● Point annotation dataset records
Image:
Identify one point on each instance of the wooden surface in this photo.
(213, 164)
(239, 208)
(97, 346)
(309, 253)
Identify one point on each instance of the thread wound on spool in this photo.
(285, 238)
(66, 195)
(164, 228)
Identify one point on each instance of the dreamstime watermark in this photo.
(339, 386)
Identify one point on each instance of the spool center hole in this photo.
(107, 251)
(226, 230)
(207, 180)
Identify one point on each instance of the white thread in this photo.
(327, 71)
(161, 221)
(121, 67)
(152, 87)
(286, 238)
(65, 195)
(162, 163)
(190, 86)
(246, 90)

● WORK INSTRUCTIONS
Convert these lines into a JSON list of strings, with one string per line and any blank lines omitted.

● RESULT OF THE TASK
[
  "Image:",
  "Identify one point on each instance of the wooden surface in this photo.",
  "(213, 164)",
  "(239, 208)",
  "(97, 346)",
  "(309, 253)",
  "Identify one point on each instance of the thread wound on spool in this photo.",
  "(285, 238)",
  "(66, 195)",
  "(164, 228)",
  "Identify one point on each instance of the dreamstime watermark in this photo.",
  "(339, 386)",
  "Identify one point on each instance of the spool center hole in this photo.",
  "(107, 251)",
  "(226, 230)",
  "(207, 180)",
  "Identify one point on each instance of the white thread in this photo.",
  "(327, 71)",
  "(161, 221)",
  "(121, 67)",
  "(152, 87)",
  "(286, 238)",
  "(65, 195)",
  "(162, 163)",
  "(190, 86)",
  "(246, 90)"
]